Shape outline entries
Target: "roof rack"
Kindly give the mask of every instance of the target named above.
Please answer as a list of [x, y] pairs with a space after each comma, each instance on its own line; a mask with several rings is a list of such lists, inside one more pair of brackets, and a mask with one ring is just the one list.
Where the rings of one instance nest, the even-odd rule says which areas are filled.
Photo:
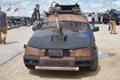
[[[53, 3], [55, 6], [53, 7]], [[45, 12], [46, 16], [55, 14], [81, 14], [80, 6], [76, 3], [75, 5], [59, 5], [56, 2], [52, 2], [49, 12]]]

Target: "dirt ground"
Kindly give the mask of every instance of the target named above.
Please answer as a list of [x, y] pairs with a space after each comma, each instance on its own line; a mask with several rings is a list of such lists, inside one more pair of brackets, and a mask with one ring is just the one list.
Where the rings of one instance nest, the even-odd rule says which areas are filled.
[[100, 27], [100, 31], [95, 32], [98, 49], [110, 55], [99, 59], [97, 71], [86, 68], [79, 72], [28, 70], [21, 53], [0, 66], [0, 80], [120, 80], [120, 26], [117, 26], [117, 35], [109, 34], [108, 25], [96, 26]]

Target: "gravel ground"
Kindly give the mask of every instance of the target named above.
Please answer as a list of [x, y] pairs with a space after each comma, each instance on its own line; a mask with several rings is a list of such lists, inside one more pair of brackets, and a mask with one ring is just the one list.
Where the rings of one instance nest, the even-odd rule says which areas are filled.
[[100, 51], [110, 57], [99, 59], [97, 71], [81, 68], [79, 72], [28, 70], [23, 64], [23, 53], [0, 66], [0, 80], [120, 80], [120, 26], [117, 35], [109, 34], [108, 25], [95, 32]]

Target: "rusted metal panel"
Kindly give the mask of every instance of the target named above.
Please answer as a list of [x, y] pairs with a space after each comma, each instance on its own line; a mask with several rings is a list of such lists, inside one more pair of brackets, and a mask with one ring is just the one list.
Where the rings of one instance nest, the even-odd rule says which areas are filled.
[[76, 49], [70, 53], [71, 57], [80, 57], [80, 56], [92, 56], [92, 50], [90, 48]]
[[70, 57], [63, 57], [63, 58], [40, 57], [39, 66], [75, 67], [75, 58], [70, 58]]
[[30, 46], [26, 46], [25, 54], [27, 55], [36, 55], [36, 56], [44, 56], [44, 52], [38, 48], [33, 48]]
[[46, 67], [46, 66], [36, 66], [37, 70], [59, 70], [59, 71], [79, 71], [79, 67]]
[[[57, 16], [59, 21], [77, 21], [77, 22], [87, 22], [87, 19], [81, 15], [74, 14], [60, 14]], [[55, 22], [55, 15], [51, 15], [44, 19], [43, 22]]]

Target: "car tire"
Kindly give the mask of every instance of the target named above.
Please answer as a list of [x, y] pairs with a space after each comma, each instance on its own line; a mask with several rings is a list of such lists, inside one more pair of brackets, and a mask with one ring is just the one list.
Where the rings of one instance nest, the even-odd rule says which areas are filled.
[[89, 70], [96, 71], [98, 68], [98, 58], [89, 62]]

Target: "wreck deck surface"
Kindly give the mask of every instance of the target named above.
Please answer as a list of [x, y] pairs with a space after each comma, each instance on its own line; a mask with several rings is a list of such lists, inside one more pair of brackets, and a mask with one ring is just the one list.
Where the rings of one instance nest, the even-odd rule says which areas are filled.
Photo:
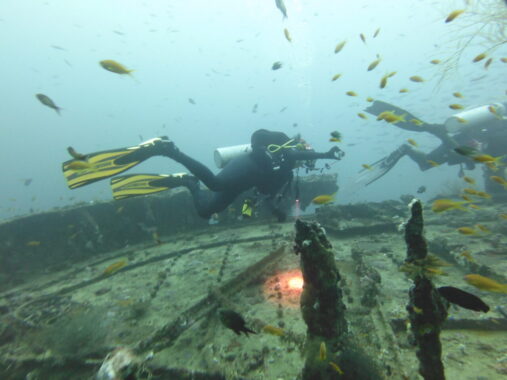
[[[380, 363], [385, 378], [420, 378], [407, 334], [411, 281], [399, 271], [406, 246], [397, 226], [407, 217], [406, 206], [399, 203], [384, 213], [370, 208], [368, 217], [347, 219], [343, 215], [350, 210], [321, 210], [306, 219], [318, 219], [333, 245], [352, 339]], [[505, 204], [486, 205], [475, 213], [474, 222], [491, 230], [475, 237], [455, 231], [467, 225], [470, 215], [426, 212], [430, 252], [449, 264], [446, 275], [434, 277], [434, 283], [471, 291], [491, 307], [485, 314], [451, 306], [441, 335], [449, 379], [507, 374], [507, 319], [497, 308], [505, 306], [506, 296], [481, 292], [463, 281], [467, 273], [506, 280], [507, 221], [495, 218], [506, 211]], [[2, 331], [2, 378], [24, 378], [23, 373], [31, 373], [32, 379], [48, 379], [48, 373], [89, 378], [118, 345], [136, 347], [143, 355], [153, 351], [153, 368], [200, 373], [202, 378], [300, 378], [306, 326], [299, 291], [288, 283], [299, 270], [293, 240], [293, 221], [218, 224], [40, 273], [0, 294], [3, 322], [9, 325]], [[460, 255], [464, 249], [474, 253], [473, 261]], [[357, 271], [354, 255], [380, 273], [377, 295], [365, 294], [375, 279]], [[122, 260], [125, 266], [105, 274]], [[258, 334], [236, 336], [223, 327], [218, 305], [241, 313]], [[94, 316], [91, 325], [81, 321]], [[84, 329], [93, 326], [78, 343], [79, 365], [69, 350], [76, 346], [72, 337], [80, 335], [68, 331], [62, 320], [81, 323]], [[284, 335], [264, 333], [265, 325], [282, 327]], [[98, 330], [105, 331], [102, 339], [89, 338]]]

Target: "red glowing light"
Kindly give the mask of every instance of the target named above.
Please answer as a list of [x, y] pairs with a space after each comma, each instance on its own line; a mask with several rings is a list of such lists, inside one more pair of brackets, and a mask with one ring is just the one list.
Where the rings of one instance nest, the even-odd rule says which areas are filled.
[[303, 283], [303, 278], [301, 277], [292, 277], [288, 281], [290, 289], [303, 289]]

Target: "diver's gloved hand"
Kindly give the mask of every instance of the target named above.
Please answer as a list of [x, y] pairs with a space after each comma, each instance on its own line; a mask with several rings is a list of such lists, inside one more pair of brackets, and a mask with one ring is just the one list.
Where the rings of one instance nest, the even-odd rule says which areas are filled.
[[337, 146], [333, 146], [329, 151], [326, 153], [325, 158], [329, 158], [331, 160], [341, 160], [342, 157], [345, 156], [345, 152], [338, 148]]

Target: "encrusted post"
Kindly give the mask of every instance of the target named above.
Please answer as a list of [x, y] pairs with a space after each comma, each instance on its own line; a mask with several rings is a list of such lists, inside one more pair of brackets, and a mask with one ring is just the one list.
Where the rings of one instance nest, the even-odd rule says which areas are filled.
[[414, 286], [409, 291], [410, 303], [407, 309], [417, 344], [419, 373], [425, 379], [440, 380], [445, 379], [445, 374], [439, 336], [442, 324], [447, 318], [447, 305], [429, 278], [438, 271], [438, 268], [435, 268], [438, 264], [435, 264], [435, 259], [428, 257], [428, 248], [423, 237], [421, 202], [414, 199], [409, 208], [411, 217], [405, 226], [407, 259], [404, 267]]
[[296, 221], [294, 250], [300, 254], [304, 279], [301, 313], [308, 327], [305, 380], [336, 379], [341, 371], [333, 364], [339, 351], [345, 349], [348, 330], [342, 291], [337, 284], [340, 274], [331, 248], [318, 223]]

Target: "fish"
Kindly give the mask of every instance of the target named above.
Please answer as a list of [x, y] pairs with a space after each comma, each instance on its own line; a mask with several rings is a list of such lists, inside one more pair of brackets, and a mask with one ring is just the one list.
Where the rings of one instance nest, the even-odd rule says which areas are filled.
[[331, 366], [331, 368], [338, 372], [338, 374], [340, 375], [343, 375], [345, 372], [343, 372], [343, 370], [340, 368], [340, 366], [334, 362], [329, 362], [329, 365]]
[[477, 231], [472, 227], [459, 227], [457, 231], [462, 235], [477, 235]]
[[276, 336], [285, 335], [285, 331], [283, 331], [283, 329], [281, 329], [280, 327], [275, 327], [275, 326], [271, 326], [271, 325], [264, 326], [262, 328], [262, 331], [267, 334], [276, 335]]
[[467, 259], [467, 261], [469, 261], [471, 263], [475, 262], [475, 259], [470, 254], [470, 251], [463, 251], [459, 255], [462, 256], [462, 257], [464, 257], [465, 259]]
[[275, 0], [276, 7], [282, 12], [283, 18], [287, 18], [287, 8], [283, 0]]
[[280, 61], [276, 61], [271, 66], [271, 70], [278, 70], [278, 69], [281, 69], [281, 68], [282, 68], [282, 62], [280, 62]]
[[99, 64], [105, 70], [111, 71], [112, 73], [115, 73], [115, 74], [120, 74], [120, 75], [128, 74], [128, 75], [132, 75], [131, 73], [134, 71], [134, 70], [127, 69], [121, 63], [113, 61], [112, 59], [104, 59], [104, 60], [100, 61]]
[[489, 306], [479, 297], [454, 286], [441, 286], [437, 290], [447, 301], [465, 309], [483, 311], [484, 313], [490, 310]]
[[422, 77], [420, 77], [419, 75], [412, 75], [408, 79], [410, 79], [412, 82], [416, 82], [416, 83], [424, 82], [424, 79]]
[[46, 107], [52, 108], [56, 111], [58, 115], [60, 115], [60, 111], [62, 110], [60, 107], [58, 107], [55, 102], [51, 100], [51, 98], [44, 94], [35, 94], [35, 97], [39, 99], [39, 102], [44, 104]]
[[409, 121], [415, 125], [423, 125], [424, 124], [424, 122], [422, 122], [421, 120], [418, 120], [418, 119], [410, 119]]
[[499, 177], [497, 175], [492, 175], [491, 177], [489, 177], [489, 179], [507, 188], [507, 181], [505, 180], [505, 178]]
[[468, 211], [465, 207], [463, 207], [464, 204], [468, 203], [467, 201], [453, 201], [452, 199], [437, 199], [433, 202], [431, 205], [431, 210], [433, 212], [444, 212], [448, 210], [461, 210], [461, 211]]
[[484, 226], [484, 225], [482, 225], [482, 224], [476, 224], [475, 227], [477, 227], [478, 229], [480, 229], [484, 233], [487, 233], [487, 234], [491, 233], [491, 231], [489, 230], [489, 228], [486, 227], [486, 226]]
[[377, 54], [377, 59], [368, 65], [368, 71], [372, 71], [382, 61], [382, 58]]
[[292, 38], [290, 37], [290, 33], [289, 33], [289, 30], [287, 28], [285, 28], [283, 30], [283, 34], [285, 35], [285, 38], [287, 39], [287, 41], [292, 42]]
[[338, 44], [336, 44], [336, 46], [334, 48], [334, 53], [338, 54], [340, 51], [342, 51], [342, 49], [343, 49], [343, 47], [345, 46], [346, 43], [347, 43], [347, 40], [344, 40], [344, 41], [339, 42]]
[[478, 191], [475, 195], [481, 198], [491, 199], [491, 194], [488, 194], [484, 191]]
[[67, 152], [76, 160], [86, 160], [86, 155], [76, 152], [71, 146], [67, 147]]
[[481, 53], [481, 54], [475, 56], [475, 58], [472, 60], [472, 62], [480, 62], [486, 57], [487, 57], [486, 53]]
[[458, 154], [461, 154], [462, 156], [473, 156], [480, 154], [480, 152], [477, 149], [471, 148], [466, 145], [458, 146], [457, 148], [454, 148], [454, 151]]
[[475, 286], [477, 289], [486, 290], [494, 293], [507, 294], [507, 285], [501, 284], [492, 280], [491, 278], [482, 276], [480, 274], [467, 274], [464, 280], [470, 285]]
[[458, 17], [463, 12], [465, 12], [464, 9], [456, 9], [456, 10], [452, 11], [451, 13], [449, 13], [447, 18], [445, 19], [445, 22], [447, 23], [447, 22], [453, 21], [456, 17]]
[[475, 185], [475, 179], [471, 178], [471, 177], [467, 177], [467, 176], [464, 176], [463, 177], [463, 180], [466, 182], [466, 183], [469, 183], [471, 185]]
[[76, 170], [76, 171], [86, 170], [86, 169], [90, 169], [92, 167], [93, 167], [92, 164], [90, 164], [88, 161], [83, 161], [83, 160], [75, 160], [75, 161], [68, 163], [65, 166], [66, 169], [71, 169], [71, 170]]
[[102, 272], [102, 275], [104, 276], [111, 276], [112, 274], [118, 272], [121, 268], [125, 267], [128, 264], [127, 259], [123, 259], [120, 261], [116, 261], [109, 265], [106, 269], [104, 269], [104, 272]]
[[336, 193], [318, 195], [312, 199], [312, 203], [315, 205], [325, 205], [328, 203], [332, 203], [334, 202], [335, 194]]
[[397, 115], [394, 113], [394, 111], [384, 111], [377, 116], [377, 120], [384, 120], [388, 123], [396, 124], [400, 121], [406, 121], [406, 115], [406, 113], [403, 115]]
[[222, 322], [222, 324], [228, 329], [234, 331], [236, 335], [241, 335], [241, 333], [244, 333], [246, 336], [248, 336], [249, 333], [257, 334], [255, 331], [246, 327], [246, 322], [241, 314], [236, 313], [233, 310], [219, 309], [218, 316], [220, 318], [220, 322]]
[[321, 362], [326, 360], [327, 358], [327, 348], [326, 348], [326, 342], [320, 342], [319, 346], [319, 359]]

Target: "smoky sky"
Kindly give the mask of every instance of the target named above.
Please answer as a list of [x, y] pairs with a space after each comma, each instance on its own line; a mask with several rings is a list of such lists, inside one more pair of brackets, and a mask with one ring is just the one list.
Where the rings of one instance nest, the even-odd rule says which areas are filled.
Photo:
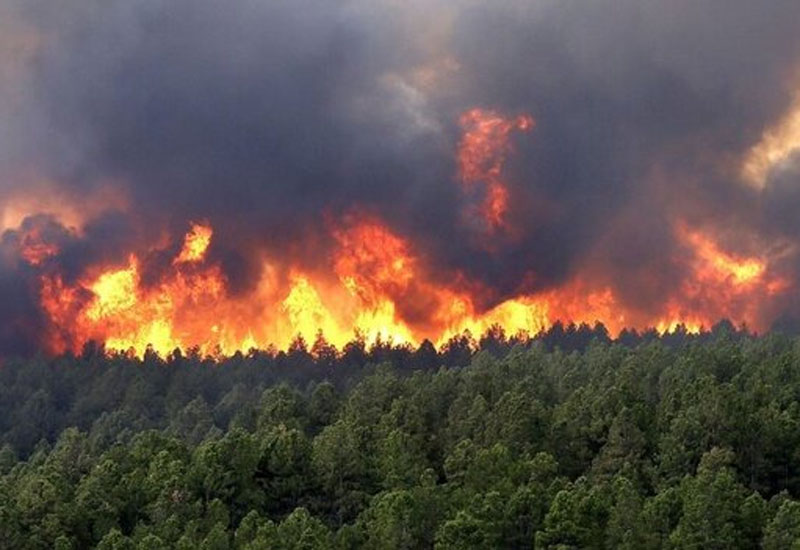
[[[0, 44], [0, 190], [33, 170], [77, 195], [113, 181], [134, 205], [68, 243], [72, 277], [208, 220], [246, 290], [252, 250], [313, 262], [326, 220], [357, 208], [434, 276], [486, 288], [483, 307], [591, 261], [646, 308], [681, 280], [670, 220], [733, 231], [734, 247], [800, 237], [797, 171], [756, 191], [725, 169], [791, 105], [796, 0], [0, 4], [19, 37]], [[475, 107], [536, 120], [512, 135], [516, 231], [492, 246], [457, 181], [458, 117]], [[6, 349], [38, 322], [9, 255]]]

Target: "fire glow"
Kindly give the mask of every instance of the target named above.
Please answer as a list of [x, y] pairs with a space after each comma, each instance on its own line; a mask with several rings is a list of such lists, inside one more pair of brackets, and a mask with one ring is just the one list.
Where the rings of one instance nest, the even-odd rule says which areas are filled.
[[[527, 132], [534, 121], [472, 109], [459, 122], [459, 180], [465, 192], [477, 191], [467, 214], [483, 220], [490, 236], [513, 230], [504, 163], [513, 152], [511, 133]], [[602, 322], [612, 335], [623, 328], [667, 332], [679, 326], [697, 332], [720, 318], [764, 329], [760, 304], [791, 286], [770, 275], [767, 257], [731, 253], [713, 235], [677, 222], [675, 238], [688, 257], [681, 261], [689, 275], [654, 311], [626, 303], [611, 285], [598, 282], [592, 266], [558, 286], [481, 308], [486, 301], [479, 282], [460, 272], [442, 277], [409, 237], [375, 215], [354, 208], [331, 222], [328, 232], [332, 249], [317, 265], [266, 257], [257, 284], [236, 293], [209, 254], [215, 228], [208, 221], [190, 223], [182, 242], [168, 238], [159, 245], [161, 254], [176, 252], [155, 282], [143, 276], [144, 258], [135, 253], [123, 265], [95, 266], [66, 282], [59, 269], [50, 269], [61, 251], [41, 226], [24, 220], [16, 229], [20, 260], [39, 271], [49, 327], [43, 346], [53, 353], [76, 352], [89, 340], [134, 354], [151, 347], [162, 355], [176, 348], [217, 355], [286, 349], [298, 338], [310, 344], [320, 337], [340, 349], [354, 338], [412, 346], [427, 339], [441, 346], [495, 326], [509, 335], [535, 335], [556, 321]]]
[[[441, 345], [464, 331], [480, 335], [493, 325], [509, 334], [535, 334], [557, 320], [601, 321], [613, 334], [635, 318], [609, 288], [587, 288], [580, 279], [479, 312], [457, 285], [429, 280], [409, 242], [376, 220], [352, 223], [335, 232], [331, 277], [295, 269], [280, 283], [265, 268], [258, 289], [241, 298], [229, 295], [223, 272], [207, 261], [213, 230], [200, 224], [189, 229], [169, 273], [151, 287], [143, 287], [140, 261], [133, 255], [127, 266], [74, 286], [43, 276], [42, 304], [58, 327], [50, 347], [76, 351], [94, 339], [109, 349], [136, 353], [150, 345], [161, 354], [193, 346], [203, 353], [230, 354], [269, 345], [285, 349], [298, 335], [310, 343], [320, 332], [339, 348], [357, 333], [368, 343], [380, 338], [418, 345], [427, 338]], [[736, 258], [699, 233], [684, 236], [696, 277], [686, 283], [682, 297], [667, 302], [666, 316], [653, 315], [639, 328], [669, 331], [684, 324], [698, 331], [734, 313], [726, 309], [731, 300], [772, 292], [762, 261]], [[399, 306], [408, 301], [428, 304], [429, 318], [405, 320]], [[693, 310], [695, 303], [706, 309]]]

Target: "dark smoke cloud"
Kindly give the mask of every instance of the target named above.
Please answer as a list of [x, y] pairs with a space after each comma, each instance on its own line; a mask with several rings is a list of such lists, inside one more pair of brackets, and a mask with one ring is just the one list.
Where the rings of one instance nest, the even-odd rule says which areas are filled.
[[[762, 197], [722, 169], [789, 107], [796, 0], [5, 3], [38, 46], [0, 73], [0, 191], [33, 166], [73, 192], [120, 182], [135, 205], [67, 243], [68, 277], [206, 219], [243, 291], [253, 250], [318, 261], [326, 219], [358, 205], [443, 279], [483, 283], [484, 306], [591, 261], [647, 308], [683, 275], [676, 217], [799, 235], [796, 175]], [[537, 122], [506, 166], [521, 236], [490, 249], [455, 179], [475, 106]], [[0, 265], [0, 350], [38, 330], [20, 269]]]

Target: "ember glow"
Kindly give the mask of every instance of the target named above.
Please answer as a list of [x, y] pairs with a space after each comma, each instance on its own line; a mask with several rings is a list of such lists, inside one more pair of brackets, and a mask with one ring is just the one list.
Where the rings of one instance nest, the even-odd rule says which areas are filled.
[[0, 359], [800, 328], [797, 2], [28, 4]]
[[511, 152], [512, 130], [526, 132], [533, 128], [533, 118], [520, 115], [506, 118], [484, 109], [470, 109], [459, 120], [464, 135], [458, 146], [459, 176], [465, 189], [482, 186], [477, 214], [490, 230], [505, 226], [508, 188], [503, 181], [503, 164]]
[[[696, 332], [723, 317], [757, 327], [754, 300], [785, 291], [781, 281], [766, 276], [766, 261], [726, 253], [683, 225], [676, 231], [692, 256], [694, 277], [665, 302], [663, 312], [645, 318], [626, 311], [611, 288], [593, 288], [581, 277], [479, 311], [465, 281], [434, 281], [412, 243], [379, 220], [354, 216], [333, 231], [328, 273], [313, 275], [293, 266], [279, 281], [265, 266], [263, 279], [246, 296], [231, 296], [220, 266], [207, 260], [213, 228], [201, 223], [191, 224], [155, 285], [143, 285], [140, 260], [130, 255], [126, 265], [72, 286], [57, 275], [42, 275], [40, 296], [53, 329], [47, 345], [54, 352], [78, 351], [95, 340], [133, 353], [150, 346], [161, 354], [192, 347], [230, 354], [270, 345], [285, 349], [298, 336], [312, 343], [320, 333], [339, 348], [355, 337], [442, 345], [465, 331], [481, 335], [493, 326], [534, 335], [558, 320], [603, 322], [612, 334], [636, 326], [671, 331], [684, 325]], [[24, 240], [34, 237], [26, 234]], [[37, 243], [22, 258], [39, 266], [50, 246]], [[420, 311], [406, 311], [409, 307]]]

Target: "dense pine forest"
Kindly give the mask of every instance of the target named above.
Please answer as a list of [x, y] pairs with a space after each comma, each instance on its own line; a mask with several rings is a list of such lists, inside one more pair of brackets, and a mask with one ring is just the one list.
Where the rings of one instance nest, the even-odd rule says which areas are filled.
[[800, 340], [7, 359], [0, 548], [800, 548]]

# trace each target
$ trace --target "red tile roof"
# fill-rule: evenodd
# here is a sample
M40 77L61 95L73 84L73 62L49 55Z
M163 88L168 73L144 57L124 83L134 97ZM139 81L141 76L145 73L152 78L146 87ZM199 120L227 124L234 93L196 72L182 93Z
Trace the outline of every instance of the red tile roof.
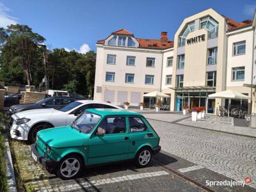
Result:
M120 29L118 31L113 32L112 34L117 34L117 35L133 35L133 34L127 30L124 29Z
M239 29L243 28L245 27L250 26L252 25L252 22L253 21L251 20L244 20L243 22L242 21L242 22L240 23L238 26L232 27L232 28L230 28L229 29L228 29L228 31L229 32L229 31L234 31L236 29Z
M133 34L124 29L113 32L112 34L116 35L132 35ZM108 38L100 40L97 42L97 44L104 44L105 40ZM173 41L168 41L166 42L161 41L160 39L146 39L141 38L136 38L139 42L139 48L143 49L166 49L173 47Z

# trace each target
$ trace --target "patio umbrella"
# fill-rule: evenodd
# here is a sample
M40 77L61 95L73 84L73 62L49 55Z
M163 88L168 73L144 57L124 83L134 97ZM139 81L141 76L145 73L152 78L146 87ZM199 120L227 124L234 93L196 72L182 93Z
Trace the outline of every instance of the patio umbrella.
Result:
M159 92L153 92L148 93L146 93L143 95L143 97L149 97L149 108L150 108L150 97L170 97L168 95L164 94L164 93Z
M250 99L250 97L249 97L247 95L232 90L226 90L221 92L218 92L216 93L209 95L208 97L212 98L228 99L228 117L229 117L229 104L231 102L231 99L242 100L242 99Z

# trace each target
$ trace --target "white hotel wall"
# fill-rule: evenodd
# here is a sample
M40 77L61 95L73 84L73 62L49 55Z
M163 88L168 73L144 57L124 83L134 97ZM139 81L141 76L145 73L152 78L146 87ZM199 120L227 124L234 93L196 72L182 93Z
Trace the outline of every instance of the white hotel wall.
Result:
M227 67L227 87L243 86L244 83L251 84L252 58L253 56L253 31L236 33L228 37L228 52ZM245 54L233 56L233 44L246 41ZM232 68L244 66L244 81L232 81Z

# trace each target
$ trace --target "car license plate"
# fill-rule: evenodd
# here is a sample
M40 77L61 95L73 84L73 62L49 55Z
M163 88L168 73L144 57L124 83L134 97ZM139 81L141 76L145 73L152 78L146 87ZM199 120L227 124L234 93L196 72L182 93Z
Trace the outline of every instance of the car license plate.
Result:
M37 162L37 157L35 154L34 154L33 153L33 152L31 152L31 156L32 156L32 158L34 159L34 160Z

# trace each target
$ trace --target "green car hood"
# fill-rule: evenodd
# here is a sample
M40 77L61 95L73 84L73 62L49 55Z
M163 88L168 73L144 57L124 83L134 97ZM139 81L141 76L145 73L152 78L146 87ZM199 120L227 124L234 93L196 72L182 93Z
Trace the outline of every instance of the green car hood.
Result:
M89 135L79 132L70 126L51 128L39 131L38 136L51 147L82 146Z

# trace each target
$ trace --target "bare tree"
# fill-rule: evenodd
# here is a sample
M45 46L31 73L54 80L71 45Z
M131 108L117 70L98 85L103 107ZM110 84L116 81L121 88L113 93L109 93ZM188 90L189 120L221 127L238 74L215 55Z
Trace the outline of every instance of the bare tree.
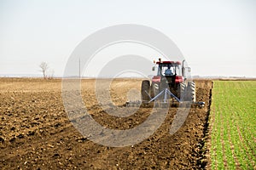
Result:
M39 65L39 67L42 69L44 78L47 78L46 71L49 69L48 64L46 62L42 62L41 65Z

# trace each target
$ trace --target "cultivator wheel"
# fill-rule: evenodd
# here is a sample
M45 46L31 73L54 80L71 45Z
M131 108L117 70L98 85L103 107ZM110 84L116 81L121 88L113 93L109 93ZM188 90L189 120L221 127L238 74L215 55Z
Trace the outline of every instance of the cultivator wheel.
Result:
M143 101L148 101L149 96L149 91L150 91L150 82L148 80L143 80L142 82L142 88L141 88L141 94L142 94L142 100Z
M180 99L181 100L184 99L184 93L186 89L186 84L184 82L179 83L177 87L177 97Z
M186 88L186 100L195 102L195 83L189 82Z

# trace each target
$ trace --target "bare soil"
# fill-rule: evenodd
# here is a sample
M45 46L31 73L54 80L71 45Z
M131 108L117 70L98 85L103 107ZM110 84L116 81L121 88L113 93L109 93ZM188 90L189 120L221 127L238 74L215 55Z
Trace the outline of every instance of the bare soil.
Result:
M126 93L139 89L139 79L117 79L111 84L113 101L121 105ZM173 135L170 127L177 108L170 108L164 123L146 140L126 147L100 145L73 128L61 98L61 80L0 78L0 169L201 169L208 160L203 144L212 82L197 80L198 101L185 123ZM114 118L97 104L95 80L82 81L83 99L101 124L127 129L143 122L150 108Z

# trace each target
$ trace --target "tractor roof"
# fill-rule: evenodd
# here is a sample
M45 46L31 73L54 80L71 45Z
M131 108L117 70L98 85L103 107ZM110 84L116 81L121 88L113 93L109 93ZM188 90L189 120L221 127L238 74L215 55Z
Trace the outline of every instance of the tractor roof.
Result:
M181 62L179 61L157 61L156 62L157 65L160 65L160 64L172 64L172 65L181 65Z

- YOUR OBJECTIVE
Copy the material verbatim from its first line through the line containing "25], [96, 26]]", including both of those lines. Leave the pictures out of your copy.

- THE COMPLETED TASK
Target: "roof rack"
Kindly give the mask of every instance of the target named above.
Please answer as a list of [x, y] pairs with a space after each comma, each instance on its own line; a mask with several rings is a list of such lists, inside one more pair of brackets, and a mask with one ring is just the one list.
Where the rings of one instance nest, the even-odd rule says which areas are filled.
Photo:
[[[53, 3], [55, 6], [53, 7]], [[45, 12], [46, 16], [55, 14], [81, 14], [80, 6], [76, 3], [75, 5], [59, 5], [56, 2], [52, 2], [49, 12]]]

Target: "dirt ground"
Kindly give the mask of every instance of the target named above.
Please answer as a list of [x, y] pairs with a space after each comma, each instance on its own line; a mask with several rings is a list of such lists, inside one more pair of brackets, and a mask with one ring is just the one list.
Where the rings of one instance nest, the even-odd rule says which areas are filled.
[[100, 27], [100, 31], [95, 32], [98, 49], [110, 55], [99, 59], [97, 71], [86, 68], [79, 72], [28, 70], [21, 53], [0, 66], [0, 80], [120, 80], [120, 26], [117, 26], [117, 35], [109, 34], [108, 25], [96, 26]]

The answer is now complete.